About six weeks ago Alanna and I watched a short documentary about Wim Hof. While it’s clear that Wim is considerably more open to scientific scrutiny than most people who claim to have developed new ways to confer tremendous health benefits, I have not been able to find much evidence for his claims about the efficacy of hyperventilation to promote well-being. But, as someone who lives in a place with real winter, I was blown away by his cold tolerance, which has been well documented, and by his claims that it is a learnable skill.
I imagine most people have noticed the difference between the first cool day of the fall and the first warm day of the spring. Both might be 50 degrees and sunny, but after the heat of summer the former feels freezing, while the cold of winter makes the latter downright balmy. Despite being aware of this phenomenon, I had never considered trying to increase my ability to withstand the temperature swings in any sort of systematic way.
And I didn’t go about it in a rigorous way. First I started turning my shower to cold for a few seconds every day. Then I decided to wear shorts when I took Oban out before bed. I never set up any sort of schedule, but the duration and severity of the cold exposure naturally increased to the point that I’ve been taking exclusively cold showers (our water comes from a spring development, and it leaves the tap at about 40 degrees) and hanging around outside in a bathing suit.
I don’t know if it’s true about everyone, but I’m not very good at comparing states across time. So it is difficult to know how much my tolerance to cold has actually increased as a result of all this. Obviously, since there’s only one of me, there’s no way to have a real control, so I enlisted the next best thing, meaning I roped my brother into suffering for the sake of science.
I suffered less than Ed, despite staying out more that twice as long as he did, though Oban is clearly impervious to the cold in a way I will never be. I was quite chilly when I went inside, but my sense is that my body can warm itself up faster than it could before. I do wonder, however, if there is any risk to dulling my response to cold. Is it simply that I am physically more prepared for it, but would still recognize symptoms of incipient hypothermia or frostbite, or am I more likely to get dangerously frozen without realizing it?
This may be hard to believe, but I haven’t kept this up in an effort to prove anything in particular. It’s actually enjoyable. The first 20 seconds of splashing around in the stream or lying in the snow are still an unpleasant shock, though far less than they were at the beginning, but after that it’s really not bad. And the aftereffects feel quite similar to those of exercising, but even better. In other words, it’s strangely addictive.

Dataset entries
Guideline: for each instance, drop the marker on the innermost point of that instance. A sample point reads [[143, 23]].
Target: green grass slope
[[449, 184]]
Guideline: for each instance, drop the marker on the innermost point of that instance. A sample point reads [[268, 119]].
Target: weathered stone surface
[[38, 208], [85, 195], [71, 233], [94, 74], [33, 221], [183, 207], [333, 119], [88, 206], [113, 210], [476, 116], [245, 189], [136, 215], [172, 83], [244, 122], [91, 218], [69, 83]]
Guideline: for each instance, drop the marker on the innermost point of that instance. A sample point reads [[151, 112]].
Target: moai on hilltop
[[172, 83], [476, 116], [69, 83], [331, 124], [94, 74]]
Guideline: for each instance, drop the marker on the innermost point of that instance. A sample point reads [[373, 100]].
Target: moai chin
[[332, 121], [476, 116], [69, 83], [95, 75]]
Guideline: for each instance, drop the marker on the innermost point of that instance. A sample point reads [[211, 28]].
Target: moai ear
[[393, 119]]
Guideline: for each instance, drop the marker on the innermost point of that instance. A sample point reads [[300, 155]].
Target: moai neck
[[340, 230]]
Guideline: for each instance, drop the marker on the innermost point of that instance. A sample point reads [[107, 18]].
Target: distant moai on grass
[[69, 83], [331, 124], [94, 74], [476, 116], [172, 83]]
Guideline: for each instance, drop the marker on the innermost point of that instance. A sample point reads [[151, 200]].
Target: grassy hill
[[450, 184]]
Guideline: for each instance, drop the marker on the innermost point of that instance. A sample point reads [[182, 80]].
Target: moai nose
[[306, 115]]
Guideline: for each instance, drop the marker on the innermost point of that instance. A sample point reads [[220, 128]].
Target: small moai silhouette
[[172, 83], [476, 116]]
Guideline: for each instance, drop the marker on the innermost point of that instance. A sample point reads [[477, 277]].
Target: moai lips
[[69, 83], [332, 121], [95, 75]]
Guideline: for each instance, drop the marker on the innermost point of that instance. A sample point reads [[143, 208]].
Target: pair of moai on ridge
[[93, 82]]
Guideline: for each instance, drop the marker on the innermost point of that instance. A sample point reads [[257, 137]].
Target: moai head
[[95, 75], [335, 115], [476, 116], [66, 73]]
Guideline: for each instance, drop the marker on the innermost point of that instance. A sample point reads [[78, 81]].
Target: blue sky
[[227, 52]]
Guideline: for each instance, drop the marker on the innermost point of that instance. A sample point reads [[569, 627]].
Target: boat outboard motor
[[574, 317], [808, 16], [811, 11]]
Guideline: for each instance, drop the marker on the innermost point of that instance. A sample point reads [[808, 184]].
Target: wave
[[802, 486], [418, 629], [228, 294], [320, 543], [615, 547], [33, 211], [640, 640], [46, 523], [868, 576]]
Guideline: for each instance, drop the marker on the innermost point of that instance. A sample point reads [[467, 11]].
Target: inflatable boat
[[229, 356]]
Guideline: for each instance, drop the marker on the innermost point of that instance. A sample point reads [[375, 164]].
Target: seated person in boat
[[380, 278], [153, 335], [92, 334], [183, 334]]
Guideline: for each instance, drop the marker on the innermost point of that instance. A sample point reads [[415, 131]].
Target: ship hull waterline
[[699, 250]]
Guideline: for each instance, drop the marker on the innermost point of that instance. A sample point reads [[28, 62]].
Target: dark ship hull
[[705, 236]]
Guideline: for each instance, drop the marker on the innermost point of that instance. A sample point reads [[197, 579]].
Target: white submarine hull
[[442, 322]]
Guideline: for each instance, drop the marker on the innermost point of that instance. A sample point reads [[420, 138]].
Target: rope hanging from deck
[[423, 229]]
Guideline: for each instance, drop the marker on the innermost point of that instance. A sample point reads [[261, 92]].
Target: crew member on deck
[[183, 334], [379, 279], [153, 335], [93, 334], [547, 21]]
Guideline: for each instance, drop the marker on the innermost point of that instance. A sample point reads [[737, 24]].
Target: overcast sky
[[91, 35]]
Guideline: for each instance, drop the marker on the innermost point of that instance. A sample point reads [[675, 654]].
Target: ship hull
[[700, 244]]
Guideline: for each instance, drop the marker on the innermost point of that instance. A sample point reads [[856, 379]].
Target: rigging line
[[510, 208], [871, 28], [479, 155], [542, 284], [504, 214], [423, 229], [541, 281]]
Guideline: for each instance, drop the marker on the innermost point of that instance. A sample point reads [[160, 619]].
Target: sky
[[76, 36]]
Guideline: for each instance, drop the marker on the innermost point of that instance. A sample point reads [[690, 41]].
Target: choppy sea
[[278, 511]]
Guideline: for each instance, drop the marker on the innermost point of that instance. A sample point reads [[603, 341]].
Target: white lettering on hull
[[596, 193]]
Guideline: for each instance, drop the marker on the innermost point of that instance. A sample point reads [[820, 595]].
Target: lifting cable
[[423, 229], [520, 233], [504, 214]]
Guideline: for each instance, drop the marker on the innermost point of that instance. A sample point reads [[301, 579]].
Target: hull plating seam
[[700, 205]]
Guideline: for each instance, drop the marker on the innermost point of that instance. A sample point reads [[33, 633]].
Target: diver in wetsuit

WHAT THIS EXERCISE ASKS —
**1.** Reproduce the part of the post on cold exposure that begins at the words "And I didn’t" and stops after the words "sake of science.".
**2.** Condense the paragraph of the post on cold exposure that opens with "And I didn't go about it in a rigorous way" into a short bulleted list that keeps its main facts.
These records come from a separate source and are unrelated to the post on cold exposure.

EXPECTED RESPONSES —
**1.**
And I didn’t go about it in a rigorous way. First I started turning my shower to cold for a few seconds every day. Then I decided to wear shorts when I took Oban out before bed. I never set up any sort of schedule, but the duration and severity of the cold exposure naturally increased to the point that I’ve been taking exclusively cold showers (our water comes from a spring development, and it leaves the tap at about 40 degrees) and hanging around outside in a bathing suit.
I don’t know if it’s true about everyone, but I’m not very good at comparing states across time. So it is difficult to know how much my tolerance to cold has actually increased as a result of all this. Obviously, since there’s only one of me, there’s no way to have a real control, so I enlisted the next best thing, meaning I roped my brother into suffering for the sake of science.

**2.**
- The approach was not rigorous, and no schedule was set.
- It began with turning the shower to cold for a few seconds every day.
- Next came wearing shorts when taking Oban out before bed.
- The duration and severity of exposure increased naturally to exclusively cold showers and time spent outside in a bathing suit.
- The shower water comes from a spring development and leaves the tap at about 40 degrees.